# Naive Bayes from scratch using numpy

### Bayes Theorem = $P(A|B) = \frac {P(B|A) \cdot P(B)} {P(A)}$

$P(y|X) = \dfrac {P(X|y) \cdot P(y)} {P(X)} = \dfrac {\prod P(x_i|y) \cdot P(y)} {P(X)}$

Where:
 - $P(A)$ is the probability of $A$ occurring
 - $P(A|B)$ is the conditional probability of $A$ occuring given that B has occurred

Naive refers to the fact that it assumes the data features to be independent and mutually exclusive.

### Classification result = Class with highest posterior probability

$y = argmax_y(P(y|X)) \approx argmax_y(\prod P(x_i|y) \cdot P(y))$  
$\because P(X)$ does not depend on $y$

Since values in the above expression are very small, we use log of these values.

### Supplied information

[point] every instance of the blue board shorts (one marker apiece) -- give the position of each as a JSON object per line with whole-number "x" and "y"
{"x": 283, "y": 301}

--

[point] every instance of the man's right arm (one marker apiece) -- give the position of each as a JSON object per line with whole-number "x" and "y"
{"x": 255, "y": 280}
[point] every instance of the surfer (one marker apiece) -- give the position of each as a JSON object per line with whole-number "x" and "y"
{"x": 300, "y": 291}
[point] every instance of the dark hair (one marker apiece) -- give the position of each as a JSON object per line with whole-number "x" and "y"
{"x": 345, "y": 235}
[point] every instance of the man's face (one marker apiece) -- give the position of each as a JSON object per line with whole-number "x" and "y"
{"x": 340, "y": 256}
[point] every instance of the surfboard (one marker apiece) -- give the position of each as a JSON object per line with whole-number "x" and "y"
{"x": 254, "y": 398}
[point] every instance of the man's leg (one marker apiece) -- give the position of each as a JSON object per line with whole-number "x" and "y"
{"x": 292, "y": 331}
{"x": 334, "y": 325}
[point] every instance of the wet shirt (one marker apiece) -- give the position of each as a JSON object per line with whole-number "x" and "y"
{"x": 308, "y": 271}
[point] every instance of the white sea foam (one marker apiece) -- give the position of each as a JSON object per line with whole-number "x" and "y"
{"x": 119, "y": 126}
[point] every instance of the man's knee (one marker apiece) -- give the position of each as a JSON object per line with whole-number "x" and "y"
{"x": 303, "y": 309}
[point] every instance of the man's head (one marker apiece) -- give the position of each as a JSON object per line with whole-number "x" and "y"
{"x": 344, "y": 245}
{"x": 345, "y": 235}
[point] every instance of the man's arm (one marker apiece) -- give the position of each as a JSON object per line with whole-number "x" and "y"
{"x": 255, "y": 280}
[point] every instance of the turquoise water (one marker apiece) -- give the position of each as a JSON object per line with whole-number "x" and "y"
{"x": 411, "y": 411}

### Jobs
• A. In the Naive Bayes notes, what does the word "Naive" refer to?
• B. Write a continuation of the Naive Bayes notes, picking up after their final sentence.

### Responses per task
• A. It refers to the assumption that the data features are independent and mutually exclusive.

• B.
$y = argmax_y(\sum log(P(x_i|y)) + log(P(y)))$
  
- $P(y)$ = Prior Probability = Frequency of each class
- $P(x_i|y)$ = Posterior = Class Conditional Probability = Gaussian Model = $\dfrac 1 {\sqrt {2 \pi \sigma_y^2}} \cdot e^{- \bigg(\dfrac {(x_i - \mu_y)^2} {2 \sigma_y^2}\bigg)}$

In [None]:
import numpy as np

In [None]:
class NaiveBayes:
  def fit(self, X, y):
    nSamples, nFeatures = X.shape
    self._classes = np.unique(y)
    nClasses = len(self._classes)

    self._mean = np.zeros((nClasses, nFeatures))
    self._var = np.zeros((nClasses, nFeatures))
    self._priors = np.zeros(nClasses)

    for idx, _class in enumerate(self._classes):
      X_c = X[y == _class]
      self._mean[idx, :] = X_c.mean(axis=0)
      self._var[idx, :] = X_c.var(axis=0)
      self._priors[idx] = X_c.shape[0] / float(nSamples)

  def predct(self, X):
    yPred = [self._predict(x) for x in X]
    return yPred

  def _predict(self, x):
    posteriors = []

    for idx in range(len(self._classes)):
      prior = np.log(self._priors[idx])
      posterior = np.sum(np.log(self._pdf(idx, x)))
      posteriors.append(posterior + prior)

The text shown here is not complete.